» **Texto de lectura**
|---|

AVERÍA DE POLLOS: Inicio E Literatura E El hazmerreír de Dios

El hazmerreír de Dios

Oct 25, 2023 | 2 Comentarios

Es bueno ser fiel a las promesas hechas. Hace unas semanas dije que cada vez que realizara una firma de libros en algún lugar, subiría un pasaje de Un reino oscuro. Y eso voy a hacer a continuación puesto que tanto este jueves como el sábado y el domingo firmaré ejemplares de mis dos últimas novelas a quien lo desee en las casetas de la librería Atenea y la librería Albaladejo dentro de la Feria del Libro de Cartagena.

Los que han leído la novela saben que los capítulos se encuentran separados unos de otros por breves apartados en los que describo la vida de viejos monarcas. Casi todos ellos déspotas, excéntricos y ególatras. Concretamente, el pasaje que dejo a continuación se encuentra protagonizado por Juan I, un rey bizantino que se empeñó ni más ni menos en asesinar a Dios. Quien desee conocer su historia, la tiene a continuación.

Recomiendo por cierto leer este fragmento escuchando un tema de Om: «Gethsemane».

 


El hazmerreír de Dios

Si existió en Bizancio un rey loco ese fue Juan I. Un inmenso ególatra que había llegado al trono tras haber asesinado a Nicéforo II. Se creía capaz de gobernar constelaciones completas y tan sólo admitía tener un serio adversario: Dios. A tanto llegaba su osadía que quería obligar al Creador a bajar de los cielos. Deseaba forzarlo a sentarse a dialogar con él sobre el nuevo reparto del mundo. Poseía tan alto concepto de sí mismo que estaba convencido de que vería a su extraordinario adversario caer abatido sobre campos desiertos. En las reuniones privadas con sus consejeros sostenía que, más tarde o más temprano, lograría dañarlo. No dudaría, desde luego, en adoptar las medidas que creyera necesarias y atacar donde considerara que debía hacerlo para lograr su objetivo. Planeaba hace arder bosques y campiñas enteras, obstruir el curso de varios ríos y acabar con varias especies de animales. Solía reírse cuando refería las múltiples torturas a las que sometería a Dios cuando doblegara su voluntad y se regodeaba al imaginar la serenidad con la que podría remover tierras y mares con un solo gesto. Y había días incluso que golpeaba con su látigo al viento durante horas, como si cada golpe fuera una
herida en su espalda.

|---|

» **Parte de un archivo de datos**
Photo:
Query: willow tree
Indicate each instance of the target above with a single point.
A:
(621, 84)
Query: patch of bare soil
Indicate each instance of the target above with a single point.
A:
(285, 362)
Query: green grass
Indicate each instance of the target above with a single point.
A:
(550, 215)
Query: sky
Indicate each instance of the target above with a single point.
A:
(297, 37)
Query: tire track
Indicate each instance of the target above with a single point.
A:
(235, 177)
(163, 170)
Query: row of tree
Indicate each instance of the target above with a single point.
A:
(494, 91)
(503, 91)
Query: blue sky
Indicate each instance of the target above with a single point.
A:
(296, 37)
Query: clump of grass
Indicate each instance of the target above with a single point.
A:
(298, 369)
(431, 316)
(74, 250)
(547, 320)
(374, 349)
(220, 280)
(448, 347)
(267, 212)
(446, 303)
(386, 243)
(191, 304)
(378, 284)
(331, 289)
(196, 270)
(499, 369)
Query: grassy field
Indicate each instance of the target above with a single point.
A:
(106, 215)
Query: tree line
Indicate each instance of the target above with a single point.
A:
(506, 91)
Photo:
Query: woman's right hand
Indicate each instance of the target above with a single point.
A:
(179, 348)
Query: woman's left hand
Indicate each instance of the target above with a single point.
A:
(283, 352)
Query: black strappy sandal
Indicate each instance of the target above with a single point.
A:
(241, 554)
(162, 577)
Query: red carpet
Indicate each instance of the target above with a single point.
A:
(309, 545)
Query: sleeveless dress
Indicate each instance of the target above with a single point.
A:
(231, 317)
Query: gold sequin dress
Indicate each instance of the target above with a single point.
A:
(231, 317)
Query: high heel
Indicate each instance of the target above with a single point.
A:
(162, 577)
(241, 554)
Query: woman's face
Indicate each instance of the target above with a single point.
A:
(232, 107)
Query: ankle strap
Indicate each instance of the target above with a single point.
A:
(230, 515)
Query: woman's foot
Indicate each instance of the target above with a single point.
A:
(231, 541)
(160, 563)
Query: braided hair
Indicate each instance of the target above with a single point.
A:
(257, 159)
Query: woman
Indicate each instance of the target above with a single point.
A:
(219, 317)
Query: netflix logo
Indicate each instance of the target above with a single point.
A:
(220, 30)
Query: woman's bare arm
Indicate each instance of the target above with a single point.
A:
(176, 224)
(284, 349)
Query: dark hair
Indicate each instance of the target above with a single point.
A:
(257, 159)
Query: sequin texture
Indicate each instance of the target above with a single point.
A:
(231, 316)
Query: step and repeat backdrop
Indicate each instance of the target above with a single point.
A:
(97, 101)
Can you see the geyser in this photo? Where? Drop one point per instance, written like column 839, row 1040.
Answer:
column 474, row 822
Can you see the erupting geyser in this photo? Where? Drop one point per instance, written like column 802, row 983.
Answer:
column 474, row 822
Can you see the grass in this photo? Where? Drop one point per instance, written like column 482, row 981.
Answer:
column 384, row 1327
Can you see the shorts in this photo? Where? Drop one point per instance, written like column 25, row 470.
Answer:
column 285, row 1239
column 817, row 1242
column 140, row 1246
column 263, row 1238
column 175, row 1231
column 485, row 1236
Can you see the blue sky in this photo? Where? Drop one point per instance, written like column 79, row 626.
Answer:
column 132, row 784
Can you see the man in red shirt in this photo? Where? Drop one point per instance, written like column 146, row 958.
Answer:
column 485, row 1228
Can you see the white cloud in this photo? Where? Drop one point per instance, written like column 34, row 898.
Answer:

|---|

» **Instrucción A**
Reproduce del texto sobre Juan I todo lo que va desde "Oct 25, 2023" hasta "Libro de Cartagena.".
» **Instrucción B**
Según el texto sobre Juan I, ¿a quién había asesinado Juan I para llegar al trono?
» **Instrucción C**
Indica, por favor, si cada afirmación coincide con el texto sobre Juan I, respondiendo sí o no y citando las palabras del texto que lo deciden: (i) Juan I fue un rey bizantino. (ii) Las firmas de libros tendrán lugar en la Feria del Libro de Murcia. (iii) Juan I admitía tener varios adversarios serios.
El listado no hace falta para resolver nada de esto.

» **Respuesta escrita A**
Oct 25, 2023 | 2 Comentarios

Es bueno ser fiel a las promesas hechas. Hace unas semanas dije que cada vez que realizara una firma de libros en algún lugar, subiría un pasaje de Un reino oscuro. Y eso voy a hacer a continuación puesto que tanto este jueves como el sábado y el domingo firmaré ejemplares de mis dos últimas novelas a quien lo desee en las casetas de la librería Atenea y la librería Albaladejo dentro de la Feria del Libro de Cartagena.

» **Respuesta escrita B**
A Nicéforo II.

» **Respuesta escrita C**
(i) Sí: «Si existió en Bizancio un rey loco ese fue Juan I».
(ii) No: «dentro de la Feria del Libro de Cartagena».
(iii) No: «tan sólo admitía tener un serio adversario: Dios».